THE PROBLEM → The data below needs to be returned exactly, line for line.

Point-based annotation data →
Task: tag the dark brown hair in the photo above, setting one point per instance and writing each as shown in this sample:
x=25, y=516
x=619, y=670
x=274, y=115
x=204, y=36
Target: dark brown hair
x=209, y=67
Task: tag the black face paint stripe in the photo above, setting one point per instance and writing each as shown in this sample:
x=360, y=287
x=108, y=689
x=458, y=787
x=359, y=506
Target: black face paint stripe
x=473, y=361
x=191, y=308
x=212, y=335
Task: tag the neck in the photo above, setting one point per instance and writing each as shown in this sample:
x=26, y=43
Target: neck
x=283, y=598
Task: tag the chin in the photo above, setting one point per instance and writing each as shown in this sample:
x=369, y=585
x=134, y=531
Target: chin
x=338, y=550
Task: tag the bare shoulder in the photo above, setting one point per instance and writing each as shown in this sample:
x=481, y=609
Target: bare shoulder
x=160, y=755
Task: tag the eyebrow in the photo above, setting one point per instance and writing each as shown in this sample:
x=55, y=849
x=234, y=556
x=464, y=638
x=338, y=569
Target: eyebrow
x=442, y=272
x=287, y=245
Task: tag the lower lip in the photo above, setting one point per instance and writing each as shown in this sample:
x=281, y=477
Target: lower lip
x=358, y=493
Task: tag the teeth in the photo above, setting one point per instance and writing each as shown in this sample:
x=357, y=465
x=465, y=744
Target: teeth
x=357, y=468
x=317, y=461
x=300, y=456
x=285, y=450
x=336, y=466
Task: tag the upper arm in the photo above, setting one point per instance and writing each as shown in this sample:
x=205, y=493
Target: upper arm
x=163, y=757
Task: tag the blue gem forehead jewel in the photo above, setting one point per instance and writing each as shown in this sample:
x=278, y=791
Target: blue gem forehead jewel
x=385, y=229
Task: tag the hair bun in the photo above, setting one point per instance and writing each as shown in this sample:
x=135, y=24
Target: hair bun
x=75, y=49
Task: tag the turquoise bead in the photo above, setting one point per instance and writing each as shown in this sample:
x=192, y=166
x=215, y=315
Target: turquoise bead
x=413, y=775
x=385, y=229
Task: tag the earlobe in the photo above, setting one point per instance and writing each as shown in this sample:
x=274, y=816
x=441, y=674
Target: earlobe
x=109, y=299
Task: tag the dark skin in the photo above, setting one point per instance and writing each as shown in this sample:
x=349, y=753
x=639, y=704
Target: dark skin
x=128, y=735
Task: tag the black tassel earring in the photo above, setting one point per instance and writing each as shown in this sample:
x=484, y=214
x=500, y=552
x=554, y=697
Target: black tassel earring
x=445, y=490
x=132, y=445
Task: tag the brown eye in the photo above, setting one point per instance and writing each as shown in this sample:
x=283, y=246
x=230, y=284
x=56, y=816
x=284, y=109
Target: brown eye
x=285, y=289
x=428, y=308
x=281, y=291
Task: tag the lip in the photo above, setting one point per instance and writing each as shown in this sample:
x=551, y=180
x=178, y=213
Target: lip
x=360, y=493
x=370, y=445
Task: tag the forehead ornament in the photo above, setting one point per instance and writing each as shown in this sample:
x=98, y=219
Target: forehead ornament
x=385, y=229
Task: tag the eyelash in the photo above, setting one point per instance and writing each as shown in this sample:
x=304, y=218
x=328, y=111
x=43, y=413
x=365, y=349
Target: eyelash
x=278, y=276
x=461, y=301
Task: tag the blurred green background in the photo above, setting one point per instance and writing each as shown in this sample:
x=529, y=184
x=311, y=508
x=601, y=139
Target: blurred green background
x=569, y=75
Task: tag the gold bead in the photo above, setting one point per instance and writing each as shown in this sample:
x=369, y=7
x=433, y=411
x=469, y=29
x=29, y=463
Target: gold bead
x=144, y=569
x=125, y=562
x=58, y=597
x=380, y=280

CORRECT RESULT →
Task: tag the dark brown hair in the photo above, setting one point per instance and writing each as shown in this sample:
x=25, y=516
x=619, y=670
x=274, y=115
x=204, y=36
Target: dark brown hair
x=209, y=67
Task: tag the black face paint stripe in the photo above, setting one point per instance and writing each as shown in this sample:
x=360, y=287
x=108, y=689
x=458, y=787
x=359, y=506
Target: black face paint stripe
x=473, y=361
x=191, y=308
x=212, y=335
Task: tag the neck in the photo above, setting one point per instance and writing each as shown in this sample:
x=26, y=43
Target: neck
x=283, y=598
Task: tag the chin in the photo above, setting one point per instance and writing each as shown in this sample:
x=369, y=585
x=134, y=531
Target: chin
x=338, y=550
Task: tag the bare shoulder in the photo above, setting one point per instance and writing each as shown in this sample:
x=481, y=609
Target: bare shoulder
x=160, y=755
Task: tag the eyebrow in the photo above, setting one point per instance and writing each as shown in this sample:
x=55, y=849
x=234, y=556
x=464, y=638
x=338, y=569
Target: eyebrow
x=442, y=272
x=287, y=245
Task: tag the lower lip in the photo above, setting one point per instance and writing each as shown in this sample:
x=281, y=477
Target: lower lip
x=358, y=493
Task: tag the teeth in the photo above, setting one point per instance and writing each as shown in this sample:
x=357, y=465
x=465, y=744
Target: teeth
x=357, y=468
x=317, y=461
x=300, y=456
x=285, y=450
x=336, y=466
Task: tag the upper arm in the photo above, setting one point per instance and writing each as shown in this sample:
x=205, y=493
Target: upper arm
x=163, y=757
Task: tag the blue gem forehead jewel in the photo above, setting one point per instance and writing each as shown in this sample:
x=278, y=791
Target: blue gem forehead jewel
x=385, y=229
Task: tag the hair bun in the photo above, setting one point per instance and writing each as shown in this sample:
x=135, y=24
Target: hair bun
x=75, y=49
Task: tag the turquoise bead in the photo above, setting one point per instance and writing each as shown in this sample:
x=192, y=166
x=215, y=315
Target: turquoise bead
x=413, y=775
x=385, y=229
Task: tag the earlobe in the photo above, setting one point per instance and writing each as shown in this sample:
x=274, y=816
x=441, y=674
Target: earlobe
x=109, y=299
Task: tag the dark skin in the photo above, setting one point per instance and writing each as shown in this sample:
x=349, y=753
x=639, y=704
Target: dark skin
x=128, y=735
Task: tag the black tassel earring in the photo above, setting one point per instance and writing each as shown in this sample:
x=484, y=214
x=500, y=552
x=554, y=697
Target: black tassel earring
x=445, y=490
x=132, y=445
Task: tag the brown eye in the photo above, setting one point per instance and writing each as shown in this sample:
x=283, y=246
x=230, y=284
x=56, y=816
x=284, y=109
Target: brown eye
x=285, y=289
x=428, y=308
x=281, y=291
Task: tag the lip in the photo above, setting one point per instance and writing each as shown in this sample:
x=551, y=180
x=178, y=213
Target: lip
x=360, y=493
x=370, y=445
Task: tag the forehead ornament in the photo above, setting one point per instance and writing each as shown in this sample:
x=98, y=219
Target: forehead ornament
x=385, y=229
Task: tag the eyelash in the photo above, setting one point per instance and writing each as shown in this sample:
x=304, y=218
x=328, y=111
x=43, y=413
x=365, y=349
Target: eyelash
x=278, y=276
x=461, y=301
Task: tag the blurred green background in the photo above, setting one point per instance and writing each as shown in this sample:
x=529, y=184
x=311, y=508
x=601, y=139
Target: blurred green background
x=569, y=75
Task: tag the gold bead in the photo above, setting one point per instance and writing each as shown in this sample:
x=369, y=7
x=433, y=411
x=469, y=29
x=29, y=463
Target: gold bead
x=144, y=569
x=125, y=562
x=58, y=597
x=380, y=280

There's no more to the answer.